Material for this task:
□ □ □ □ □

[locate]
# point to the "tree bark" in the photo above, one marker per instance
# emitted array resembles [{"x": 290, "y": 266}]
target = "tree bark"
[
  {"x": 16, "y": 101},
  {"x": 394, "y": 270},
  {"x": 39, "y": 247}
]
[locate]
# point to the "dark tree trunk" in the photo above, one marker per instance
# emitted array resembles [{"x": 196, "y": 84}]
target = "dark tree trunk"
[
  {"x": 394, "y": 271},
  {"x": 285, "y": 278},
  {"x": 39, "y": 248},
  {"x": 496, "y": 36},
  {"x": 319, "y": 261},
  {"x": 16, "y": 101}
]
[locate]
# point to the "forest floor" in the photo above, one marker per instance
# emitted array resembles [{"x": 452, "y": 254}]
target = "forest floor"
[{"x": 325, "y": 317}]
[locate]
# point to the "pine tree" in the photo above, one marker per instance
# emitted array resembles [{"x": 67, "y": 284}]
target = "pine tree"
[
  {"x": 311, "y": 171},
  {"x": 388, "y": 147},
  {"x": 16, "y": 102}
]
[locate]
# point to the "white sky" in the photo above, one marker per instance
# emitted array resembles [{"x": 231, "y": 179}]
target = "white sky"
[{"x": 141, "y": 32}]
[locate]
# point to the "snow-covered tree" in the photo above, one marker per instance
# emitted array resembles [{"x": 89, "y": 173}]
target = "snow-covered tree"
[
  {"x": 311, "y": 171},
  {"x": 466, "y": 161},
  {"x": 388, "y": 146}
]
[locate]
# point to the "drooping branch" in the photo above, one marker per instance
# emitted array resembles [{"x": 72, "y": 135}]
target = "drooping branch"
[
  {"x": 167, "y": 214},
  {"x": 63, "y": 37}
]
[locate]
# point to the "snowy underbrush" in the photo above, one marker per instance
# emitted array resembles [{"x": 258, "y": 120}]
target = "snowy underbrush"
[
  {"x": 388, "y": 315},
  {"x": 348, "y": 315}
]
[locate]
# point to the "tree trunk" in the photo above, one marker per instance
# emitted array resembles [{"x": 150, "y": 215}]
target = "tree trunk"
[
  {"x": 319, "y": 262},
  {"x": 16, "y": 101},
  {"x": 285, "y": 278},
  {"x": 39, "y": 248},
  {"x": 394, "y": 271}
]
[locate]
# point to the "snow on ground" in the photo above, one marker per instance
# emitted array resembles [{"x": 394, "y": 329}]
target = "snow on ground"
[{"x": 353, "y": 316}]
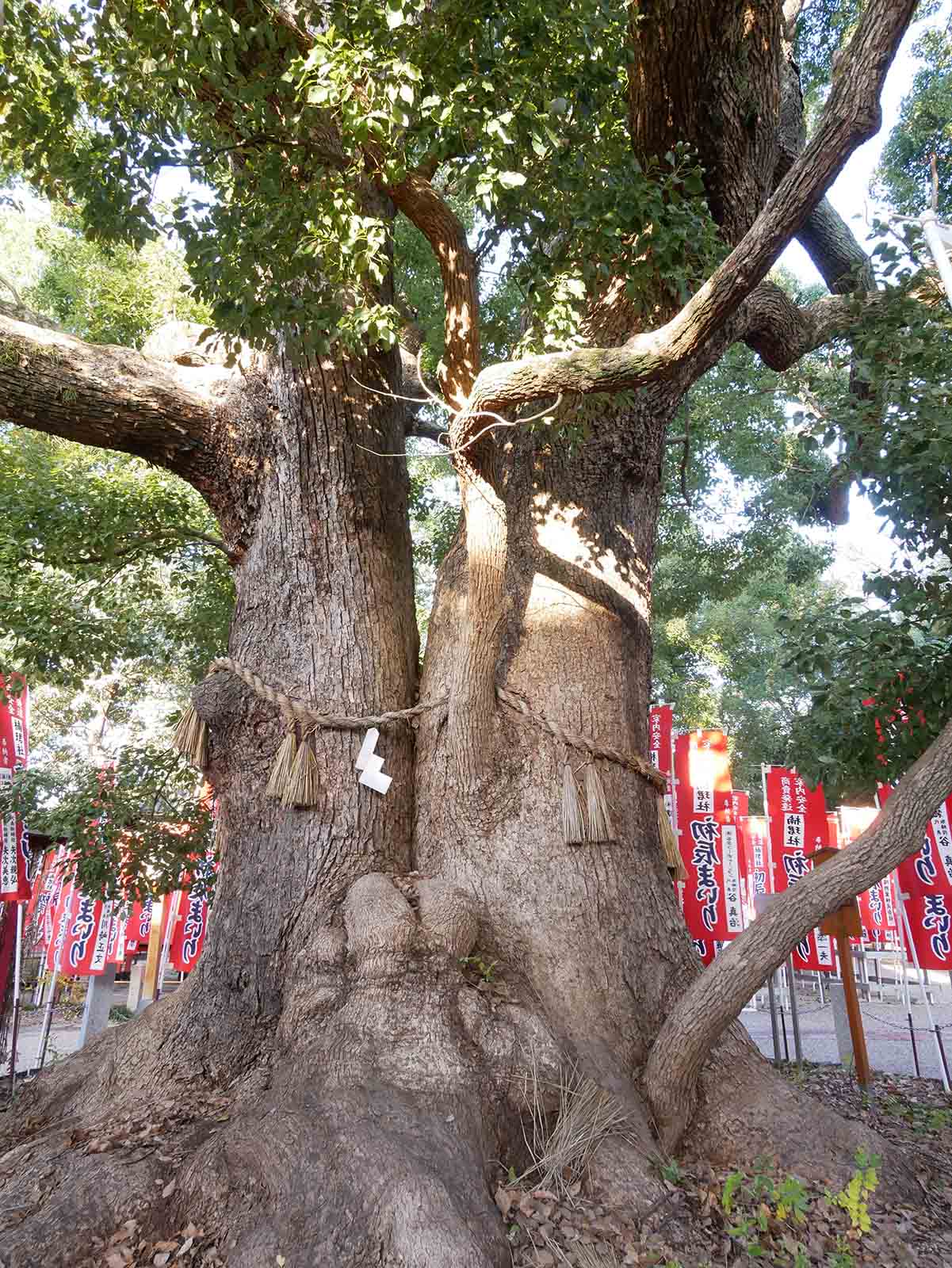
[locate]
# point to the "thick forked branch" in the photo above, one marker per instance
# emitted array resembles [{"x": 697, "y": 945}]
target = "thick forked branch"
[
  {"x": 425, "y": 208},
  {"x": 851, "y": 116},
  {"x": 781, "y": 331},
  {"x": 104, "y": 396},
  {"x": 717, "y": 997},
  {"x": 833, "y": 247}
]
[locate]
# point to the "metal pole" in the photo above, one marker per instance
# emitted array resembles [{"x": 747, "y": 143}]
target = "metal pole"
[
  {"x": 916, "y": 1052},
  {"x": 793, "y": 1014},
  {"x": 15, "y": 999},
  {"x": 784, "y": 1027},
  {"x": 774, "y": 1029},
  {"x": 931, "y": 232},
  {"x": 942, "y": 1050},
  {"x": 901, "y": 899},
  {"x": 861, "y": 1059},
  {"x": 51, "y": 999}
]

□ □ □ □ □

Job: Transcribe the whole listing exactly. Pictures are excluded.

Task response:
[locate]
# point to the "tree bark" in the photo above, one marker per instance
# emitted array resembles [{"x": 290, "y": 266}]
target = "tree bark"
[
  {"x": 16, "y": 101},
  {"x": 394, "y": 270},
  {"x": 39, "y": 247}
]
[locate]
# point to the "dark tree trunk" in the photo above, one marker per instance
# emitted array resembles [{"x": 196, "y": 84}]
target = "dark tree trunk"
[
  {"x": 394, "y": 271},
  {"x": 285, "y": 278},
  {"x": 39, "y": 248},
  {"x": 496, "y": 36},
  {"x": 319, "y": 261},
  {"x": 16, "y": 101}
]
[locate]
# point to the "forest floor" in the photo above, one marker per instance
# emitted array resembles [{"x": 452, "y": 254}]
target = "forest floor"
[{"x": 325, "y": 317}]
[locate]
# point to the "pine tree" in the photo above, one marker per instance
# emitted array resembles [{"x": 67, "y": 284}]
target = "pine tree"
[
  {"x": 311, "y": 171},
  {"x": 388, "y": 147},
  {"x": 16, "y": 102}
]
[locate]
# point to the "white sky" in the photo above, one marker per instance
# emitted array resembles [{"x": 231, "y": 179}]
target = "white sky"
[{"x": 141, "y": 32}]
[locate]
# point to the "snow-covered tree" in the photo above, one marker per instance
# emitted array resembles [{"x": 89, "y": 173}]
target = "snow-covered tree"
[
  {"x": 311, "y": 171},
  {"x": 466, "y": 161},
  {"x": 388, "y": 146}
]
[locate]
# point to the "drooping branch" in the photo above, one marker per instance
# emitted array resembles [{"x": 72, "y": 135}]
target = "drooping branch"
[
  {"x": 167, "y": 214},
  {"x": 63, "y": 37}
]
[locate]
# point to the "snowy underbrush" in the photo above, one marker per instance
# emitted array resembles [{"x": 258, "y": 120}]
target = "snowy underbrush"
[
  {"x": 388, "y": 315},
  {"x": 348, "y": 315}
]
[locate]
# point to the "tree trunk" in the photo above, one marker per instance
# emitted array resembles [{"x": 150, "y": 215}]
target = "tree trunk"
[
  {"x": 319, "y": 262},
  {"x": 16, "y": 101},
  {"x": 285, "y": 278},
  {"x": 39, "y": 248},
  {"x": 394, "y": 271}
]
[locate]
# point to the "snow on ground" in the photo above, one marker per instance
# emitted array resembles [{"x": 394, "y": 329}]
target = "snow on ground"
[{"x": 353, "y": 316}]
[locate]
# point to the "thick forked branch" in the photo above, one marker per instance
# emitted array resembles [{"x": 697, "y": 945}]
target = "thick forked branch"
[
  {"x": 425, "y": 208},
  {"x": 851, "y": 116},
  {"x": 781, "y": 331},
  {"x": 104, "y": 396},
  {"x": 717, "y": 997},
  {"x": 833, "y": 247}
]
[locate]
# point to the "metal pole" in the photo above, one marker per instance
# emitted array resembles [{"x": 747, "y": 143}]
target = "metal pole"
[
  {"x": 916, "y": 1052},
  {"x": 793, "y": 1014},
  {"x": 15, "y": 999},
  {"x": 784, "y": 1027},
  {"x": 774, "y": 1029},
  {"x": 931, "y": 232},
  {"x": 942, "y": 1050},
  {"x": 901, "y": 899},
  {"x": 861, "y": 1059},
  {"x": 51, "y": 999}
]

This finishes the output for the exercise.